> Exercise input:
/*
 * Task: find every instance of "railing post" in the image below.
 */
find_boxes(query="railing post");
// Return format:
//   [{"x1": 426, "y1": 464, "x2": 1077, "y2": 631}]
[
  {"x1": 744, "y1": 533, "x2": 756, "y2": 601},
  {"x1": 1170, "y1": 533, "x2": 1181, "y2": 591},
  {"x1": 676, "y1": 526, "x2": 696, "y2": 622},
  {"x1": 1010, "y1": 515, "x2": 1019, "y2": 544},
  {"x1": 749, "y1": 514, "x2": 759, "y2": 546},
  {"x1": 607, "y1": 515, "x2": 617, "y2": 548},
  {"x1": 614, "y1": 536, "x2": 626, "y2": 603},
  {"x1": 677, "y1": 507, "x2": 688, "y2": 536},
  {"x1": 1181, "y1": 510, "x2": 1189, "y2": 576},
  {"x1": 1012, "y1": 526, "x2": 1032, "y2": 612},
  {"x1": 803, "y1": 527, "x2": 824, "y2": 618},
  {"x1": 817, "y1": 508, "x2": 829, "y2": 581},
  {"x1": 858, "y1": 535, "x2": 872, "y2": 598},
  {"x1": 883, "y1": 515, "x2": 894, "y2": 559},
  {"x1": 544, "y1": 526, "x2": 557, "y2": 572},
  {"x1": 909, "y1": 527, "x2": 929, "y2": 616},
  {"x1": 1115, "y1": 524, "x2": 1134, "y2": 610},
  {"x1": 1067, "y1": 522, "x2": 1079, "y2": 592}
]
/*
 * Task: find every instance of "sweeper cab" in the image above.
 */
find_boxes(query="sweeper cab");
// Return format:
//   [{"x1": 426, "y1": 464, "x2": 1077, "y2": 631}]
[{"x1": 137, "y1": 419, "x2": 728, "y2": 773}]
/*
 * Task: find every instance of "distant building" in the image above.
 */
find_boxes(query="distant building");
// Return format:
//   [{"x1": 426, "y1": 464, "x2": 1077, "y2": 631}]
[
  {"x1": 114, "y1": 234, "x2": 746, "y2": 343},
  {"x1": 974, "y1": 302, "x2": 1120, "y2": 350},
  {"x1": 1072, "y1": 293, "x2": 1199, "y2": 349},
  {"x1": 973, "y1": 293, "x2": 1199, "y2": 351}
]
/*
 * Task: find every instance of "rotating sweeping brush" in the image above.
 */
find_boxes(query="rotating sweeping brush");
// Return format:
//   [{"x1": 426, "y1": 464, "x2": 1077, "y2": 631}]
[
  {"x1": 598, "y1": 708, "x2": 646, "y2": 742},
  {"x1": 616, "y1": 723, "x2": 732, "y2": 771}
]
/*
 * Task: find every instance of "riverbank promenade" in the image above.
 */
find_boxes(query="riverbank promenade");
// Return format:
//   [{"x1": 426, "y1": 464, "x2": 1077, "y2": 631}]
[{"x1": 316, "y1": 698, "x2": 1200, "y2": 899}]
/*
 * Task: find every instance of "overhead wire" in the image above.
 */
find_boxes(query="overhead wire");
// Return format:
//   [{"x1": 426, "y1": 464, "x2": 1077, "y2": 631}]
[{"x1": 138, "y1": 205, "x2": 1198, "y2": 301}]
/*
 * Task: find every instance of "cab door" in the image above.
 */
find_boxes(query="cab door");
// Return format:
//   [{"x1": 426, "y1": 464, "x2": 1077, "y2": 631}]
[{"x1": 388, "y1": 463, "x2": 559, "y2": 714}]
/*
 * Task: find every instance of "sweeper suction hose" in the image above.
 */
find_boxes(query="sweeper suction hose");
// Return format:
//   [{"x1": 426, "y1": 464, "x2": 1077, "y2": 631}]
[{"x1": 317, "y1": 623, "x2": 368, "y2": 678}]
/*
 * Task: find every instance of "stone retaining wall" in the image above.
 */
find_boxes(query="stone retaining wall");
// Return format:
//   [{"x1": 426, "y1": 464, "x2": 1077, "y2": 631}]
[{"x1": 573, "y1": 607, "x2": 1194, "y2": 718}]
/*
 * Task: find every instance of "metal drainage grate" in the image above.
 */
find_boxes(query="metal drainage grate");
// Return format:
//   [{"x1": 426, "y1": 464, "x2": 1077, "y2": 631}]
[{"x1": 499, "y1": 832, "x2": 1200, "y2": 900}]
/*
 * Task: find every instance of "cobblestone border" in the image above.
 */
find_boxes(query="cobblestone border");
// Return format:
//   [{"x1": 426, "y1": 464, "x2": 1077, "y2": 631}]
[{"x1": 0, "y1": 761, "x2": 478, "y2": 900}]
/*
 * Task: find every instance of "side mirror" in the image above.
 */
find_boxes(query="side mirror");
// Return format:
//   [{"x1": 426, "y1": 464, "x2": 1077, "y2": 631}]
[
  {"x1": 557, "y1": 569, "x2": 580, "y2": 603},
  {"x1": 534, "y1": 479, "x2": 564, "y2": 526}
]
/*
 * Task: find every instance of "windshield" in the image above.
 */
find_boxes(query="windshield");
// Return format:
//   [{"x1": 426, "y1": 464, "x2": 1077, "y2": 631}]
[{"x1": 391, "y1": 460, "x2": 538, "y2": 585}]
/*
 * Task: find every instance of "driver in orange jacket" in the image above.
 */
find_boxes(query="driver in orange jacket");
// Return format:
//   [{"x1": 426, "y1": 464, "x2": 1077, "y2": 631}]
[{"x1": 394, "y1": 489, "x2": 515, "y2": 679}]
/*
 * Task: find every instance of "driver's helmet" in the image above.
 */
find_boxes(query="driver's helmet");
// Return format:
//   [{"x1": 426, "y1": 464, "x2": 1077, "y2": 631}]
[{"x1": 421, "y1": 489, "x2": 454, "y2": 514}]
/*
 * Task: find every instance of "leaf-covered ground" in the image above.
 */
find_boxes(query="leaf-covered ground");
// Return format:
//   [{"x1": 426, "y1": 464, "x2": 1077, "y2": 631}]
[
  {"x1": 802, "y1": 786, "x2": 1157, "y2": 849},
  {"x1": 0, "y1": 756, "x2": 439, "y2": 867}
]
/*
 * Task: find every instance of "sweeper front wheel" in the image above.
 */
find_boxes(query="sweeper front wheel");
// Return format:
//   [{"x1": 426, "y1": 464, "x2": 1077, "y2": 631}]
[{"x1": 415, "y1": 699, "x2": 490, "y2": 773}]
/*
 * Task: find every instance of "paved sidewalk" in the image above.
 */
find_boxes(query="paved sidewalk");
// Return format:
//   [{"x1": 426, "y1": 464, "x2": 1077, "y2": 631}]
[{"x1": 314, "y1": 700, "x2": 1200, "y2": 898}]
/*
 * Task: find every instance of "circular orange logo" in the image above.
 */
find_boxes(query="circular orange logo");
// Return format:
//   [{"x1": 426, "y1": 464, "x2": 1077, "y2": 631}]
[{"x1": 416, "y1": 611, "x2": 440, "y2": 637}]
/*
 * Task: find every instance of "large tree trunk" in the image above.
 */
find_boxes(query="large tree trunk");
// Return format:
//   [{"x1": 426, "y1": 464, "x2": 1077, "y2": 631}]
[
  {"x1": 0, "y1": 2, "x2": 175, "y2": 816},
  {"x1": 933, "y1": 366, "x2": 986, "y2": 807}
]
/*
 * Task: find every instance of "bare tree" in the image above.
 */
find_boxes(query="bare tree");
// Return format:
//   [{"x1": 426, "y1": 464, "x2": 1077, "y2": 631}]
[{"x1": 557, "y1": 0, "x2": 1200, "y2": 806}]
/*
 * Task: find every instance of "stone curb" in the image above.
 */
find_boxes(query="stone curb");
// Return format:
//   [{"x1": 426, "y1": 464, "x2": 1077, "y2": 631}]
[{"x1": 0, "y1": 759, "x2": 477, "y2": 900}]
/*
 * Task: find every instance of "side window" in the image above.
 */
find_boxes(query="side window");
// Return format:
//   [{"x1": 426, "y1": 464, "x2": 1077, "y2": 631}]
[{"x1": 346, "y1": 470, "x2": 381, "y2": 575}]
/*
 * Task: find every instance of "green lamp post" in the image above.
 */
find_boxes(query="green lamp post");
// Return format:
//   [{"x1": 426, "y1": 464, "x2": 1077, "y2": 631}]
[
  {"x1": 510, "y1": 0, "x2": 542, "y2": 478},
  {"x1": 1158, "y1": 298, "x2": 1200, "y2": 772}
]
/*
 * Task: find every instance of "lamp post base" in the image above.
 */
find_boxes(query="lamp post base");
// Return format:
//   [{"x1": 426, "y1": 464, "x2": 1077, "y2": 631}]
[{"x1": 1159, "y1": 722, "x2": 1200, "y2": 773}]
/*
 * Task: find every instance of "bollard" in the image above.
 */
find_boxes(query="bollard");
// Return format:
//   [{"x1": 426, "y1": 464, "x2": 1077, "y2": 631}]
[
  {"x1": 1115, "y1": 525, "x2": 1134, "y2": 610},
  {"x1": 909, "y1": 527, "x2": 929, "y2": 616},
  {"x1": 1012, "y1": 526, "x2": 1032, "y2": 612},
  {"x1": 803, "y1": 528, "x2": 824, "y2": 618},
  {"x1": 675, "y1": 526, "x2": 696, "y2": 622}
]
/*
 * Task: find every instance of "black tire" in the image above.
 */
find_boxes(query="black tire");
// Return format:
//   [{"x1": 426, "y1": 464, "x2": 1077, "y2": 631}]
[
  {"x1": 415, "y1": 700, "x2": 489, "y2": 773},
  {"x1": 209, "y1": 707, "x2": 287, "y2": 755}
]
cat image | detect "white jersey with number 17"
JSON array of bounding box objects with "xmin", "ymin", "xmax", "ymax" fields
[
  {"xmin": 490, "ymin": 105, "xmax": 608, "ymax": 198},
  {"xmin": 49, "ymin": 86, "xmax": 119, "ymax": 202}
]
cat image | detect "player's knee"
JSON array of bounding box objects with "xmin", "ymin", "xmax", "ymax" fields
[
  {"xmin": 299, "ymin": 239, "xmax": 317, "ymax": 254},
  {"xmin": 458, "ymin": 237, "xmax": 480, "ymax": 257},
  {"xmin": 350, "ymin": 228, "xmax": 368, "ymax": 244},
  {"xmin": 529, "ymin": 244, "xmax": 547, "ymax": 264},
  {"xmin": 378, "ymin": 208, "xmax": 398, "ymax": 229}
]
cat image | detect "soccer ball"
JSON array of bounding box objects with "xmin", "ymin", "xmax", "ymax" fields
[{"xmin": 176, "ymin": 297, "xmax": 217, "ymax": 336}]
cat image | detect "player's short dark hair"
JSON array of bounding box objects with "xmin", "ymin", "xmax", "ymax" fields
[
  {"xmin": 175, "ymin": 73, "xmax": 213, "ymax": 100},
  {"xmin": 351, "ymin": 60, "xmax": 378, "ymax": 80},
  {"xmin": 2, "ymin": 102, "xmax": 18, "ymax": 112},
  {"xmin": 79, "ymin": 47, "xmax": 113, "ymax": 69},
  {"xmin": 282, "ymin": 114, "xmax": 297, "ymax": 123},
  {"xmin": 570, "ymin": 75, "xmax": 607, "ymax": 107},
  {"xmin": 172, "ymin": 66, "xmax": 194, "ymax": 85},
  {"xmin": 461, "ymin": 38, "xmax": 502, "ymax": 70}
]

> Problem description:
Scan the material above for the string "promenade". Copy each line that holds it.

> Output below:
 * Task: find every instance of "riverbank promenade" in the image above.
find_boxes(query="riverbank promenade");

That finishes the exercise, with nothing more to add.